* START Information shown *

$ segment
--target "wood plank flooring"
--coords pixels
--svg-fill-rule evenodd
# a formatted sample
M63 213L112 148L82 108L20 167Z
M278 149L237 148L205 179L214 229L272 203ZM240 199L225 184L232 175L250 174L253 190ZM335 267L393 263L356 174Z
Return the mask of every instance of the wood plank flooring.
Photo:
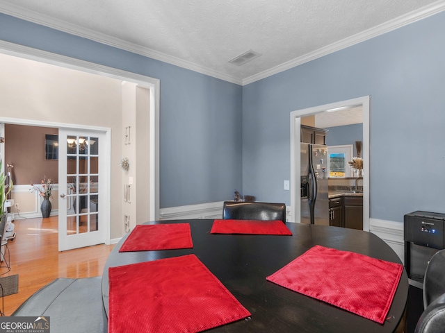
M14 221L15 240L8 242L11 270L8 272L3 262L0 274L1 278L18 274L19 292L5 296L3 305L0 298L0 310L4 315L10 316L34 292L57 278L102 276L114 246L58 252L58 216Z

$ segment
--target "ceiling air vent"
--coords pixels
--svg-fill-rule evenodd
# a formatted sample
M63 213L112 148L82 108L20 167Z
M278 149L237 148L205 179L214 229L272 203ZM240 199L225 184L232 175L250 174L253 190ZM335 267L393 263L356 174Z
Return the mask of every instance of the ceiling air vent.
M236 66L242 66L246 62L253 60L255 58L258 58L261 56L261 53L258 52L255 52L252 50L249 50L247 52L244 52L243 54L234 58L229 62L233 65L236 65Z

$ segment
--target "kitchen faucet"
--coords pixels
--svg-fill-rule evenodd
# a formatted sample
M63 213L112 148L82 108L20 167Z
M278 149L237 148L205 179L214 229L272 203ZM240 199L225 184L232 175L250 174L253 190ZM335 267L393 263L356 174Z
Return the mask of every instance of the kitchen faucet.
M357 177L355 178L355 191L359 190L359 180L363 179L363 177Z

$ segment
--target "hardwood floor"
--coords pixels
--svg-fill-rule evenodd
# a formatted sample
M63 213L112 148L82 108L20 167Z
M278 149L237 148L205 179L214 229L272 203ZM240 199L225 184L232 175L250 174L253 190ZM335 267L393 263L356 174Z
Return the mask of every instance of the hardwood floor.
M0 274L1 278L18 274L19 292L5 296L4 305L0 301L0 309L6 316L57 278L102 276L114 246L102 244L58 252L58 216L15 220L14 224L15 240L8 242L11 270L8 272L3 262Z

* END Information shown *

_Problem details_
Could you copy the items from the start through the line holding "M357 177L355 178L355", that line included, and leave the pictures out?

_Task result_
$ segment
--target "wood plank flooring"
--coords pixels
--svg-fill-rule evenodd
# a formatted sample
M63 213L112 148L82 108L20 167Z
M278 149L237 148L205 179L214 229L272 203ZM240 199L225 184L232 175L250 174L253 190ZM335 267L393 263L356 174Z
Return the mask of every instance of the wood plank flooring.
Photo:
M14 221L15 240L8 242L11 270L8 272L3 262L0 274L1 278L18 274L19 292L5 296L3 305L0 298L0 310L4 315L10 316L34 292L57 278L102 276L114 246L58 252L58 216Z

$ segment
--target "ceiling air vent"
--coords pixels
--svg-fill-rule evenodd
# a formatted sample
M63 213L112 148L82 108L20 167Z
M278 149L237 148L205 179L214 229L272 203ZM240 199L225 184L232 175L250 174L253 190ZM335 267L393 263L356 174Z
Return the mask of every instance of the ceiling air vent.
M236 66L242 66L246 62L253 60L255 58L258 58L261 56L261 53L258 52L255 52L252 50L249 50L247 52L244 52L243 54L234 58L229 62L233 65L236 65Z

$ segment
--target "kitchen faucet"
--coords pixels
--svg-fill-rule evenodd
# a formatted sample
M63 213L112 148L82 108L20 167Z
M278 149L237 148L205 179L214 229L272 203ZM240 199L225 184L232 175L250 174L253 190ZM335 267L393 263L356 174Z
Return the mask of every instance of the kitchen faucet.
M357 177L355 178L355 191L359 190L359 180L363 179L363 177Z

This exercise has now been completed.